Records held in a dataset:
........

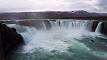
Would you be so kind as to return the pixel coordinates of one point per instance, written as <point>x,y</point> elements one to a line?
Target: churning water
<point>64,40</point>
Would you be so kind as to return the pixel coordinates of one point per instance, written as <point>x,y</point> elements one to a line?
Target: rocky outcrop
<point>94,25</point>
<point>9,40</point>
<point>104,28</point>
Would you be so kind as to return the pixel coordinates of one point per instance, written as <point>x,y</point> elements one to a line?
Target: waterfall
<point>98,29</point>
<point>80,25</point>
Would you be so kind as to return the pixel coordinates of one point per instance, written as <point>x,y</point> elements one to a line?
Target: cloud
<point>53,5</point>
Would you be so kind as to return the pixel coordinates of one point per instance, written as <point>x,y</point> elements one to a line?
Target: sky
<point>53,5</point>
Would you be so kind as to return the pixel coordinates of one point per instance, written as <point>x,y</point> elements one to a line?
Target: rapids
<point>65,40</point>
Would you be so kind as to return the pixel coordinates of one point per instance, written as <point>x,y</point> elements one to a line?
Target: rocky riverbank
<point>9,40</point>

........

◆ Requirements: Convert the data above into a Markdown table with the columns "No." and "Line", where each row holds the row number and one line. Skip blank lines and leave the pictures out.

◆ Solution for this problem:
| No. | Line |
|---|---|
| 1 | Would you be so kind as to return the pixel coordinates of one point per instance, written as <point>x,y</point> elements one to a line? |
| 2 | Target: churning water |
| 3 | <point>64,40</point> |
| 4 | Would you be so kind as to return the pixel coordinates of one point per instance, written as <point>x,y</point> elements one to a line? |
| 5 | Target: rocky outcrop |
| 6 | <point>94,25</point> |
| 7 | <point>9,40</point> |
| 8 | <point>104,28</point> |
| 9 | Would you be so kind as to return the pixel coordinates of one point per instance, written as <point>x,y</point> elements one to a line? |
| 10 | Target: waterfall |
| 11 | <point>98,29</point> |
| 12 | <point>80,25</point> |
| 13 | Would you be so kind as to return the pixel coordinates of one point per instance, written as <point>x,y</point> elements one to a line? |
| 14 | Target: cloud |
| 15 | <point>53,5</point> |
| 16 | Would you be so kind as to return the pixel coordinates of one point per instance, written as <point>x,y</point> elements one to a line? |
| 17 | Target: sky |
| 18 | <point>53,5</point> |
| 19 | Would you be so kind as to return the pixel coordinates of one point per instance, written as <point>x,y</point> elements one to a line? |
| 20 | Target: rapids |
| 21 | <point>65,40</point> |
| 22 | Would you be so kind as to return the pixel coordinates of one point per instance, written as <point>x,y</point> elements one to a line? |
| 23 | Target: rocky riverbank |
| 24 | <point>9,40</point> |